» **AIM**
Rewrite the listing below with every "Mark one point" changed to "Place a single point" and everything else left as it is. Leave out the pictures.

» **Dataset rows showing where objects appear**
'''
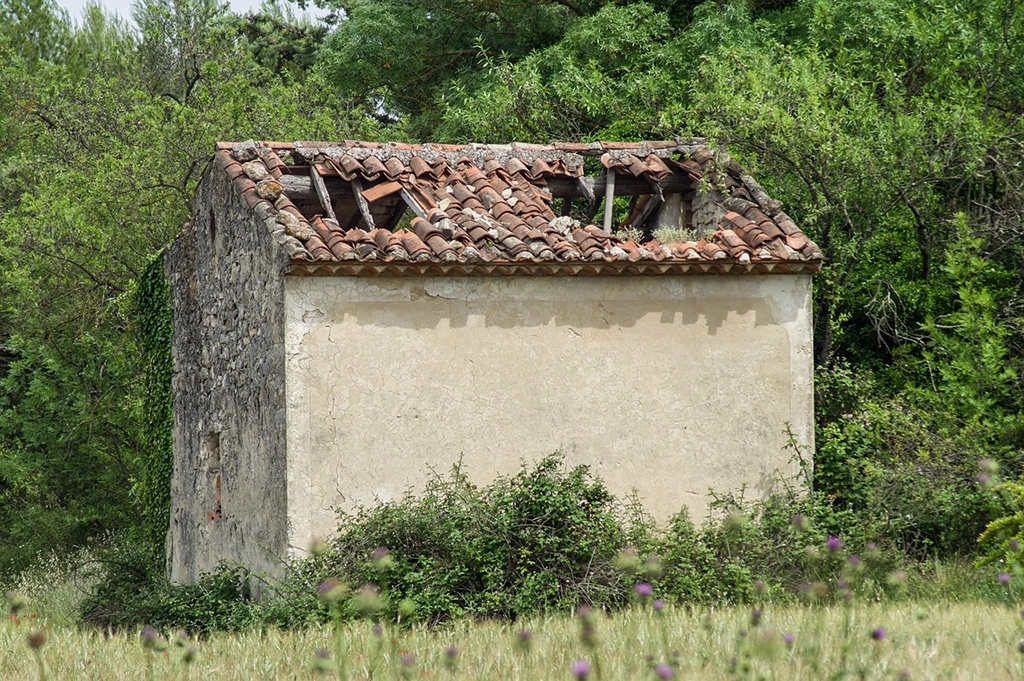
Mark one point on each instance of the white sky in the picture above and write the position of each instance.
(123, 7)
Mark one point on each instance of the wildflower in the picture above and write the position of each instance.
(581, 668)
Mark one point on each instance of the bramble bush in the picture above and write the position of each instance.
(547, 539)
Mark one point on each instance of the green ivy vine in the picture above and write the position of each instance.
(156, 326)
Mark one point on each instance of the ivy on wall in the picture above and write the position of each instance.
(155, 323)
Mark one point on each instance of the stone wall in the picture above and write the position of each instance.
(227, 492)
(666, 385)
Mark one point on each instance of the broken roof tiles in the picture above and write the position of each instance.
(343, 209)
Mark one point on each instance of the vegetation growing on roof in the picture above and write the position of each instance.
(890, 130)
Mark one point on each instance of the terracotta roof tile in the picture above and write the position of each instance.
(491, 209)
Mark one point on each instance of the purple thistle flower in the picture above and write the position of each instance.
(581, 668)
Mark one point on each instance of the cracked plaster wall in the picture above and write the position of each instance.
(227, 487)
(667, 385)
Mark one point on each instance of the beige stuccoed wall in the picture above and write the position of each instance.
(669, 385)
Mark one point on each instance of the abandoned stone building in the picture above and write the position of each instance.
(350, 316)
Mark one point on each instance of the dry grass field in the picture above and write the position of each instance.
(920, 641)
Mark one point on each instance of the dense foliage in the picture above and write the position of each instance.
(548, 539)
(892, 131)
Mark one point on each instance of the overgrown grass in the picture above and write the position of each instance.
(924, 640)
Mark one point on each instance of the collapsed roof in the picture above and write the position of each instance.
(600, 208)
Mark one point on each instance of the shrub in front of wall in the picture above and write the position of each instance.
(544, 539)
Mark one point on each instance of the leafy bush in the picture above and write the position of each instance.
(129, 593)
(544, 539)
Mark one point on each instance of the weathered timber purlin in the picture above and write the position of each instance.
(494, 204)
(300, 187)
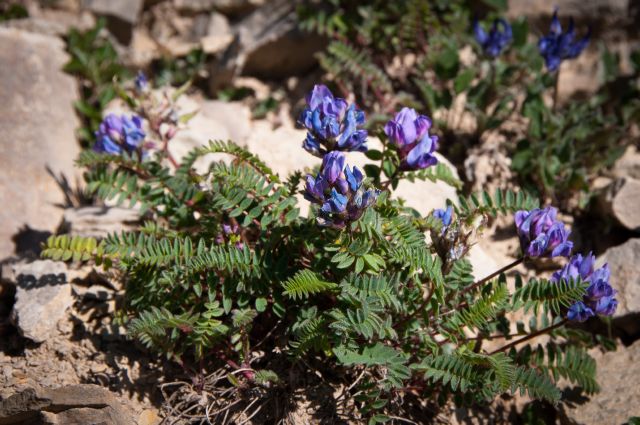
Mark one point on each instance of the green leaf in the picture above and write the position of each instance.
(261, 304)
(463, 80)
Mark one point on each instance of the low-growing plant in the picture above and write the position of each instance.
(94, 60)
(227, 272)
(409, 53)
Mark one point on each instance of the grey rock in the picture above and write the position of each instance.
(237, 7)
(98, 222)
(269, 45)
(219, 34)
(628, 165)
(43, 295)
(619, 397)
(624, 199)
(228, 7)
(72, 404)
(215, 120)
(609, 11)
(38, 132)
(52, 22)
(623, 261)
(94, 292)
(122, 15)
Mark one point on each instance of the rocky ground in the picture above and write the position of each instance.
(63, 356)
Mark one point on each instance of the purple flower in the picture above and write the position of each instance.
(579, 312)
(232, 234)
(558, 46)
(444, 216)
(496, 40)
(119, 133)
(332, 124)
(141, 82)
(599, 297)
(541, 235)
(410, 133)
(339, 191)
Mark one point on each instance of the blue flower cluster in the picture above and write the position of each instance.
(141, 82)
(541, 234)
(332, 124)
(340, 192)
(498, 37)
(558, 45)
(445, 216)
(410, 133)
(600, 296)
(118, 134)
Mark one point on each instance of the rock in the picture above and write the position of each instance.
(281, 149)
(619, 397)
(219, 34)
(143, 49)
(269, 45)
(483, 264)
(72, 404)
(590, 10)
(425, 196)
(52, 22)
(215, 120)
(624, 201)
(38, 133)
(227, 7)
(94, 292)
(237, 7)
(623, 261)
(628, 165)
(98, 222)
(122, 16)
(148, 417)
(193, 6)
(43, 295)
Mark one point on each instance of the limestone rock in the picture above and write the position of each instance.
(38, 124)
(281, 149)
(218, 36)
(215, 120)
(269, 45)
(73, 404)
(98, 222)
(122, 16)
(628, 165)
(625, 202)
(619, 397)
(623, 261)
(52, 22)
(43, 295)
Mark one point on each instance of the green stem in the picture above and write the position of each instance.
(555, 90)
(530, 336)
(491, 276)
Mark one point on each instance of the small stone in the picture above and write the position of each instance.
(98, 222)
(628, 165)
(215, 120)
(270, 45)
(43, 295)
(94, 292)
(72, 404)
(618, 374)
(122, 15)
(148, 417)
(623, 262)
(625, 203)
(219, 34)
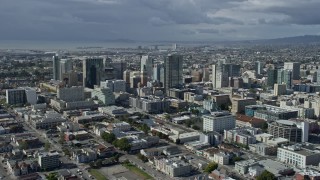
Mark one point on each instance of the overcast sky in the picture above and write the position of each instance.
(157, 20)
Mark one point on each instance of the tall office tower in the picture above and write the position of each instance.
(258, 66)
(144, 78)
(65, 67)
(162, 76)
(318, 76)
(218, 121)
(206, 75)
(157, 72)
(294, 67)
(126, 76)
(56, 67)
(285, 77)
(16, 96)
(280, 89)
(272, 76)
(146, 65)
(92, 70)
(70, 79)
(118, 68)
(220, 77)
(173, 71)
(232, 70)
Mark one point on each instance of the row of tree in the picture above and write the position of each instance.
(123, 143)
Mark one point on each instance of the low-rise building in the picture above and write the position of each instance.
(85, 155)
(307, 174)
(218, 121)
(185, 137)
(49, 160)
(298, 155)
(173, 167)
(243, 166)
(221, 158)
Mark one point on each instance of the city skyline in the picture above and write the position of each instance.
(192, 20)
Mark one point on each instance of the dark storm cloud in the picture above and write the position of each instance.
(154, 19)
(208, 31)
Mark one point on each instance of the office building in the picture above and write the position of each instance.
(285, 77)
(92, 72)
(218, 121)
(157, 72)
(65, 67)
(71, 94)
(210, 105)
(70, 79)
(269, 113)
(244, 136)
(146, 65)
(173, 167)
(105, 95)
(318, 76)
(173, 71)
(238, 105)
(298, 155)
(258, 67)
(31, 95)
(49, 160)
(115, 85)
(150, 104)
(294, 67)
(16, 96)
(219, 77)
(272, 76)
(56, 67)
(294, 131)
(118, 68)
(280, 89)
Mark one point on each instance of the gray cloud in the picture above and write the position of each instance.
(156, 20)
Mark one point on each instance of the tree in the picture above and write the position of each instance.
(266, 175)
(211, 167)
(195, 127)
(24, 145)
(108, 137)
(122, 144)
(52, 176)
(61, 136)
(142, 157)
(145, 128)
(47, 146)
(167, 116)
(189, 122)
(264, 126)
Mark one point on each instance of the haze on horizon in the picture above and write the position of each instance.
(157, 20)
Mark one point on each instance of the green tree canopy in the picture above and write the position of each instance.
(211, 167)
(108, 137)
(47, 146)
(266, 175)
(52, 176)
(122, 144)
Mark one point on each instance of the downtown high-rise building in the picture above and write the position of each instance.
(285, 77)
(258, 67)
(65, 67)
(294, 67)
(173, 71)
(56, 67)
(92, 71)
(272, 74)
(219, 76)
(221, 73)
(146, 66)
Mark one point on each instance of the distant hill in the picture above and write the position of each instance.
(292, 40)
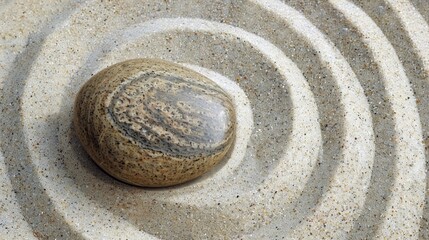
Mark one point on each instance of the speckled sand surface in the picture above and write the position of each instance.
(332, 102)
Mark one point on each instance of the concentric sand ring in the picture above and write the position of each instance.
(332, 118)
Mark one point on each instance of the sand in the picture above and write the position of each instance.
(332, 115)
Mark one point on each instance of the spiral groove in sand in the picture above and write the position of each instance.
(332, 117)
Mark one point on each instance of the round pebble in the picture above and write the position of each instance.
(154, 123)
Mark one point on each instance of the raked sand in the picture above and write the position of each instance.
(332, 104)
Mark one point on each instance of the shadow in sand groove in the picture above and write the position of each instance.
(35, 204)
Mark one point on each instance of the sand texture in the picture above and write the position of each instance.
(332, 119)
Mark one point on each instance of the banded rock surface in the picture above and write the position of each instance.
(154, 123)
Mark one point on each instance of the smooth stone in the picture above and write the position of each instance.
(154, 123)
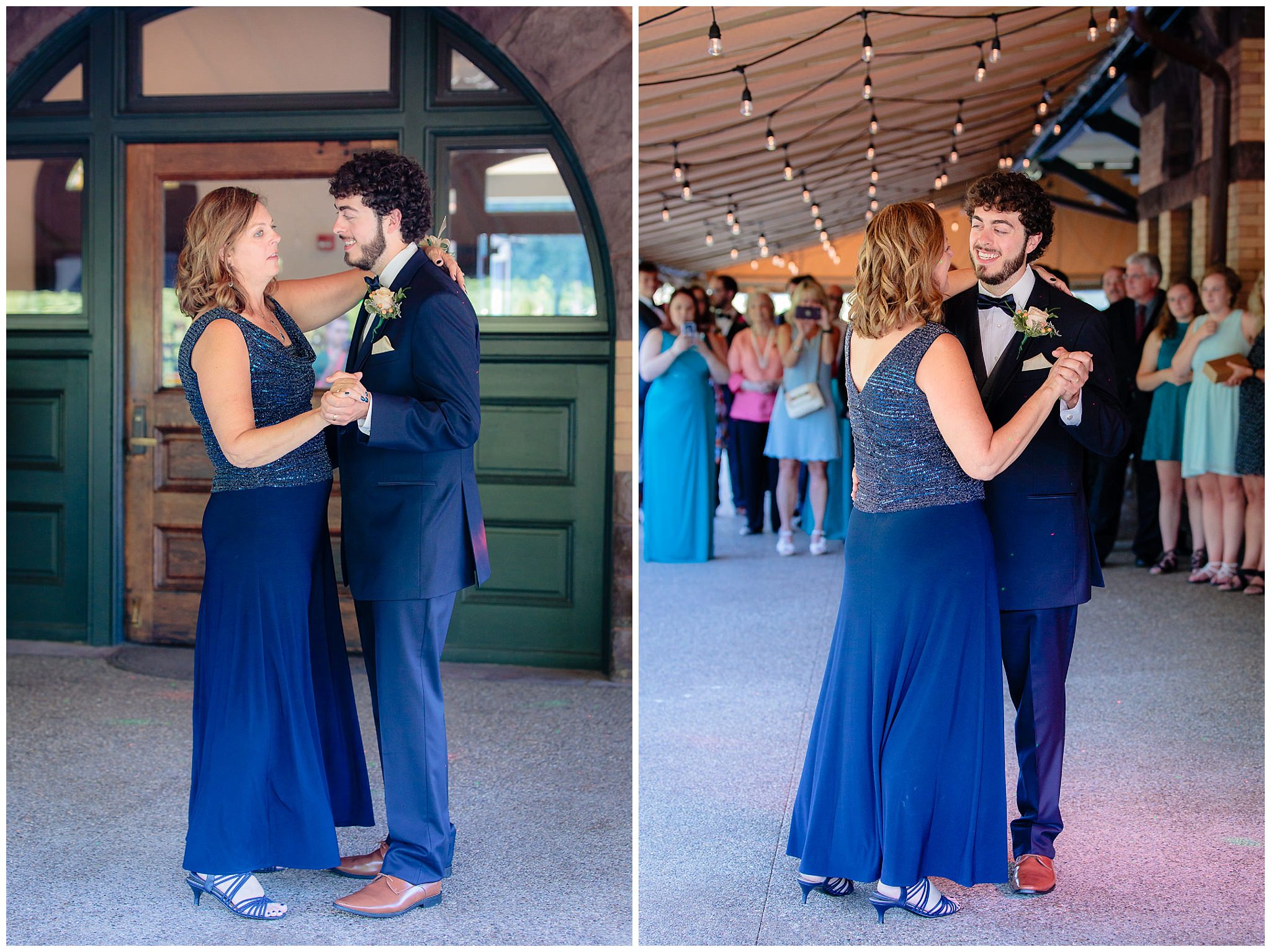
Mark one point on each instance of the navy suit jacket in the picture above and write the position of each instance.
'''
» **FINAL RESULT**
Place a single point on each instance of the white sky in the picture above and write the position of each instance.
(123, 7)
Place a single point on each instance of the wildflower in the picture above and write the position of each instance.
(581, 668)
Place a single point on each instance of the bramble bush in the picture above and write the position of each instance.
(547, 539)
Place a single point on each instance of the green ivy vine in the picture above and write the position of each instance.
(156, 326)
Place a single point on each instance of the ivy on wall in the picture above and write the position of each instance.
(155, 323)
Place a single point on each instance of the stone wall in the picture above and write the position of each instance.
(227, 492)
(666, 385)
Place a single point on each instance of the broken roof tiles in the picture above and write the position of each instance.
(343, 209)
Place a single point on each instance of the vegetation growing on roof in the picture above and write the position of each instance.
(890, 130)
Place a single point on each instance of the terracotta roof tile in the picture above and write the position of each instance.
(491, 209)
Place a single point on each instance of the purple thistle flower in the picture above and write the position of each instance.
(581, 668)
Place a single point on each instance of the cracked plaster wall in the picture above and write the position of each instance.
(227, 487)
(667, 385)
Place a single point on each instance of the beige stuccoed wall in the picture above and write the position of each instance.
(669, 385)
Place a single point on each instance of the abandoned stone building in the picture above and write the position of each instance.
(350, 316)
Place a single point on each instance of the dry grass field in the picture above and write the position of each instance.
(920, 641)
Place a single point on each instance of the dense foliage in the picture above and write the position of each instance.
(548, 539)
(892, 131)
Place a single point on each instance of the overgrown grass in the picture above and write the position of each instance.
(924, 640)
Place a single point on each instance of the collapsed roof in the picture above and write the position of each instance.
(600, 208)
Place a single point on each instance of the shrub in front of wall in the picture above and write the position of each instance.
(544, 539)
Place a single point on each instance of the leafy bush in the picture above and write the position of each instance.
(129, 593)
(544, 539)
Place a single point on each instance of the weathered timber purlin in the picture above and write the position of each instance.
(494, 204)
(300, 187)
Place a single point on each instance of the green leaf in the picture above and write the position of each instance.
(261, 304)
(463, 80)
Place a single point on each instance of the low-growing plant in the picture above and write the position of each instance.
(94, 60)
(227, 272)
(409, 53)
Place a single point on each instance of the grey rock in the picture above and write the position of each instance.
(237, 7)
(98, 222)
(269, 45)
(219, 34)
(628, 165)
(43, 295)
(619, 397)
(624, 199)
(228, 7)
(72, 404)
(215, 120)
(609, 11)
(38, 132)
(52, 22)
(623, 261)
(94, 292)
(122, 15)
Place a single point on each instance of the rocky ground in the picture above and write the position of each instance.
(63, 356)
Place a single point on each instance of the purple flower in the picture above and write the position of each instance.
(579, 312)
(232, 234)
(558, 46)
(444, 216)
(496, 40)
(119, 133)
(332, 124)
(141, 82)
(599, 297)
(541, 235)
(410, 133)
(339, 191)
Place a single point on each instance of the blue flower cluster in the picture above and write the position of each instance.
(141, 82)
(541, 234)
(332, 124)
(340, 192)
(498, 37)
(558, 45)
(445, 216)
(410, 133)
(600, 296)
(118, 134)
Place a single point on each instance of the rock in the picture above and write the position of each instance.
(281, 149)
(619, 397)
(219, 34)
(143, 49)
(269, 45)
(483, 264)
(72, 404)
(590, 10)
(425, 196)
(52, 22)
(215, 120)
(624, 201)
(38, 133)
(227, 7)
(94, 292)
(237, 7)
(623, 261)
(628, 165)
(98, 222)
(122, 16)
(148, 417)
(193, 6)
(43, 295)
Place a single point on each instance of the limestone rock in the picture above and write the position of each instance.
(38, 124)
(281, 149)
(218, 36)
(215, 120)
(269, 45)
(73, 404)
(98, 222)
(122, 16)
(628, 165)
(625, 202)
(619, 397)
(623, 261)
(52, 22)
(43, 295)
Place a single point on each instance of the green stem in the picture above and write the position of each instance.
(555, 90)
(530, 336)
(491, 276)
Place a single point on each instance of the small stone in the picture above and write the position of each instance.
(98, 222)
(628, 165)
(215, 120)
(270, 45)
(43, 295)
(94, 292)
(72, 404)
(618, 374)
(122, 15)
(148, 417)
(623, 262)
(625, 203)
(219, 34)
Place a single point on each instance of the overcast sky in the picture above and write the position of each instance.
(157, 20)
Place a single point on each instance of the tall office tower in the picture above and write the position of each instance.
(258, 66)
(144, 78)
(65, 67)
(162, 76)
(318, 76)
(218, 121)
(206, 75)
(157, 72)
(294, 67)
(126, 76)
(56, 67)
(285, 77)
(16, 96)
(280, 89)
(272, 76)
(146, 65)
(92, 70)
(70, 79)
(118, 68)
(220, 77)
(173, 71)
(232, 70)
Place a single point on each instance of the row of tree in the picture above and write the position of each instance.
(123, 143)
Place a single point on each instance of the low-rise building in the picture above and write the position of each instance.
(85, 155)
(307, 174)
(218, 121)
(185, 137)
(49, 160)
(298, 155)
(173, 167)
(243, 166)
(221, 158)
Place a single point on each instance of the city skyline in the picture above and write the position of each instance.
(192, 20)
Place a single point on each instance of the dark storm cloud in the picture above and write the position of each instance.
(154, 19)
(208, 31)
Place a single point on each instance of the office building in the picture above and write the position of each instance.
(285, 77)
(92, 72)
(218, 121)
(157, 72)
(65, 67)
(71, 94)
(210, 105)
(70, 79)
(269, 113)
(244, 136)
(146, 65)
(173, 167)
(105, 95)
(318, 76)
(173, 71)
(238, 105)
(298, 155)
(258, 67)
(31, 95)
(49, 160)
(115, 85)
(150, 104)
(294, 67)
(16, 96)
(219, 77)
(272, 76)
(56, 67)
(294, 131)
(118, 68)
(280, 89)
Place a single point on each instance of the gray cloud in the picture above and write the position of each instance.
(156, 20)
Place a single point on each instance of the tree in the picture above and write the position of each instance.
(266, 175)
(211, 167)
(195, 127)
(24, 145)
(108, 137)
(122, 144)
(52, 176)
(61, 136)
(142, 157)
(145, 128)
(47, 146)
(167, 116)
(189, 122)
(264, 126)
Place a single point on each instance of the haze on horizon in the picture above and write the position of each instance.
(157, 20)
Place a single point on each instance of the green tree canopy in the picture above and write the position of each instance.
(211, 167)
(108, 137)
(47, 146)
(266, 175)
(52, 176)
(122, 144)
Place a single point on each instance of the downtown high-rise building in the picture above and write the position of each instance.
(285, 77)
(258, 67)
(65, 67)
(294, 67)
(173, 71)
(56, 67)
(92, 71)
(272, 74)
(219, 76)
(221, 73)
(146, 66)
Place a single point on each instance of the distant hill in the picture above and write the position of each instance.
(292, 40)
Place a single point on each instance of the speckled sand surface in the picture above and write the position of each instance.
(332, 102)
Place a single point on each instance of the concentric sand ring in the picture above and write the position of each instance.
(332, 118)
Place a single point on each instance of the sand in the picture above and write the position of each instance.
(332, 115)
Place a single point on each instance of the spiral groove in sand in the picture above and write the position of each instance.
(332, 117)
Place a single point on each instance of the round pebble in the picture above and write the position of each instance.
(154, 123)
Place a single point on each instance of the raked sand in the picture above and write the position of each instance.
(332, 104)
Place a single point on each instance of the shadow in sand groove in the picture above and write the position of each instance.
(35, 204)
Place a single point on each instance of the sand texture in the picture above and write the position of each instance.
(332, 119)
Place a single point on each instance of the banded rock surface in the picture above and write the position of each instance.
(154, 123)
Place a single point on each instance of the smooth stone in the picture above and write the position of each instance.
(154, 123)
Place a single point on each instance of the navy suit jacket in the picture above and write the position of each instance.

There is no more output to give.